Directions for this task:
Please rescale the records from the line with "Place a point on every instance of the ship superstructure" to the line with "x=1228 y=496", both included, and give back only those lines, with the requests unchanged. In the points, multiply each x and y coordinate by 1.2 and round to a whole number, rounding halves up.

Entries provided:
⟨
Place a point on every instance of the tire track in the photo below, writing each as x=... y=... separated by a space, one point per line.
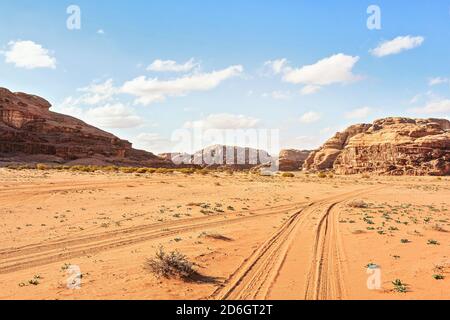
x=15 y=259
x=256 y=276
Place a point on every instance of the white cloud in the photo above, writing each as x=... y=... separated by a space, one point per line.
x=276 y=66
x=359 y=113
x=278 y=95
x=434 y=107
x=437 y=81
x=310 y=117
x=309 y=89
x=98 y=92
x=114 y=116
x=397 y=45
x=153 y=90
x=172 y=66
x=224 y=121
x=153 y=142
x=29 y=55
x=335 y=69
x=108 y=116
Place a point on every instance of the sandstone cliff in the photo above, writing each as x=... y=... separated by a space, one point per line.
x=393 y=146
x=29 y=130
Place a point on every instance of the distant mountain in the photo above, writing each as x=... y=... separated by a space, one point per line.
x=30 y=132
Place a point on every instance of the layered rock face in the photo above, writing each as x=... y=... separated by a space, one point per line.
x=392 y=146
x=28 y=128
x=292 y=160
x=218 y=156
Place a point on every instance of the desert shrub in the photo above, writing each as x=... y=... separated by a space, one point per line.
x=170 y=265
x=399 y=286
x=358 y=204
x=215 y=236
x=322 y=175
x=128 y=170
x=203 y=172
x=186 y=170
x=288 y=175
x=41 y=166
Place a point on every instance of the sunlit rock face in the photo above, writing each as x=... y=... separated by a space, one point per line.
x=392 y=146
x=29 y=128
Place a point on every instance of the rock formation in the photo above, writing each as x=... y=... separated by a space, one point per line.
x=29 y=130
x=220 y=156
x=292 y=160
x=392 y=146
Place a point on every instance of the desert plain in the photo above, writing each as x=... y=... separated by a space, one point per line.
x=248 y=236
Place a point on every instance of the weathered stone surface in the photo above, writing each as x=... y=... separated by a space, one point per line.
x=28 y=128
x=393 y=146
x=292 y=160
x=220 y=156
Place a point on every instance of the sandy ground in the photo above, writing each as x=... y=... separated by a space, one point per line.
x=281 y=238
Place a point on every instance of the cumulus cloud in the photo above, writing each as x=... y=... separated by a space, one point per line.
x=224 y=121
x=310 y=89
x=359 y=113
x=276 y=66
x=436 y=81
x=441 y=106
x=335 y=69
x=172 y=66
x=153 y=90
x=109 y=116
x=114 y=116
x=310 y=117
x=29 y=55
x=397 y=45
x=278 y=95
x=98 y=92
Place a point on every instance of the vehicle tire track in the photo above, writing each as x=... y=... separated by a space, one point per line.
x=16 y=259
x=256 y=276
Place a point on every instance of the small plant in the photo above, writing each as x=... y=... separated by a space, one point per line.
x=358 y=204
x=399 y=286
x=322 y=175
x=170 y=265
x=288 y=175
x=41 y=166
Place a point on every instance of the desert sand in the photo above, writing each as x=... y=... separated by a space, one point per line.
x=250 y=237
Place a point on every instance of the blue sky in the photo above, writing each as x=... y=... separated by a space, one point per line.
x=307 y=68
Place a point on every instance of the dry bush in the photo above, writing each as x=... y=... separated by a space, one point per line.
x=41 y=166
x=358 y=204
x=171 y=265
x=288 y=175
x=322 y=175
x=215 y=236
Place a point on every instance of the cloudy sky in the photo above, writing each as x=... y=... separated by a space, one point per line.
x=144 y=69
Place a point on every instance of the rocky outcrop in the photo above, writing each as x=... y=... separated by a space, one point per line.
x=292 y=160
x=28 y=129
x=392 y=146
x=220 y=156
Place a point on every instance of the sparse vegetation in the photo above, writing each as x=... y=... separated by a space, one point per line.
x=288 y=175
x=399 y=286
x=171 y=265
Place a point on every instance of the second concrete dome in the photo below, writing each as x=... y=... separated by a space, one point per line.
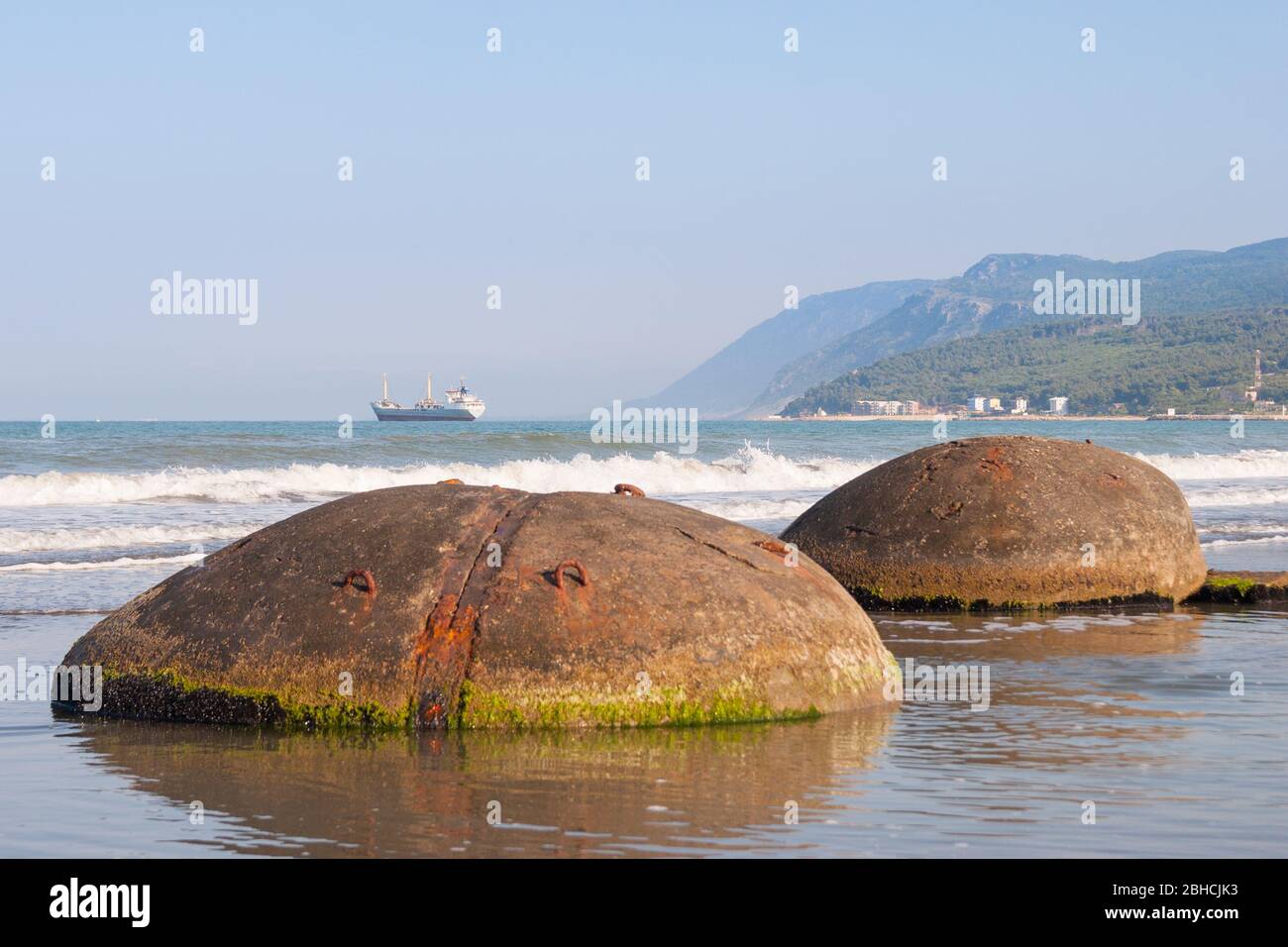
x=1006 y=522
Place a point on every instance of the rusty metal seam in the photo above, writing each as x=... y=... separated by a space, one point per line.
x=712 y=545
x=465 y=605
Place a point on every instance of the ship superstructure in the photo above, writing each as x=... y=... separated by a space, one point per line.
x=462 y=405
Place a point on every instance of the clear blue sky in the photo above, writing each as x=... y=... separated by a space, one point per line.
x=518 y=169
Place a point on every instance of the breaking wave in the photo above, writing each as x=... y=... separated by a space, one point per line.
x=116 y=536
x=750 y=470
x=1220 y=467
x=1256 y=541
x=124 y=562
x=1228 y=496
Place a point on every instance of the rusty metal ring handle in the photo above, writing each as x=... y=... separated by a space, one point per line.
x=583 y=575
x=365 y=575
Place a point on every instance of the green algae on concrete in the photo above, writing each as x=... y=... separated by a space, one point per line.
x=1006 y=523
x=487 y=607
x=1243 y=587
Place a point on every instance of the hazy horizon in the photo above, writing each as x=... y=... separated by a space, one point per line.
x=518 y=169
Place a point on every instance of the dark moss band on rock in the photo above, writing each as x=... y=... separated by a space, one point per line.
x=455 y=605
x=1006 y=523
x=1243 y=587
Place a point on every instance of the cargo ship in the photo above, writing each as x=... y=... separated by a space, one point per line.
x=462 y=405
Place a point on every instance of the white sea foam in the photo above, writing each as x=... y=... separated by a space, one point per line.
x=117 y=536
x=124 y=562
x=1231 y=496
x=1220 y=467
x=750 y=470
x=1256 y=541
x=750 y=508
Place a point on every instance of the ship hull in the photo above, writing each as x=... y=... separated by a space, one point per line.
x=411 y=414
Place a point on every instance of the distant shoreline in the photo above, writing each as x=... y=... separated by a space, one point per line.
x=1024 y=418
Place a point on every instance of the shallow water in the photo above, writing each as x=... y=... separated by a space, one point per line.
x=1133 y=712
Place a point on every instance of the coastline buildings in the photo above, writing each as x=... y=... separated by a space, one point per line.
x=888 y=407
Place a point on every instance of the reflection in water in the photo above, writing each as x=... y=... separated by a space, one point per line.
x=568 y=793
x=1132 y=711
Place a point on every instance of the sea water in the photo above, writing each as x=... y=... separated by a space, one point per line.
x=1170 y=725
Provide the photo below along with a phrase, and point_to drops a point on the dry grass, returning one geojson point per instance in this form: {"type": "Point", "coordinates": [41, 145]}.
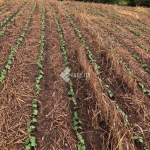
⟩
Output of the exercise:
Place a point on every instance of the ship superstructure in the photo above, writing each as x=... y=... separated by a space, one point per line.
x=554 y=486
Place a point on every instance of the clear blue sky in the photo above, writing each as x=... y=... separated by a space, one point per line.
x=622 y=203
Place a point on every instance of the breaking wave in the photo above, writing each as x=... y=... separated by a space, one point per line.
x=139 y=643
x=900 y=564
x=1464 y=560
x=1507 y=649
x=149 y=674
x=1474 y=595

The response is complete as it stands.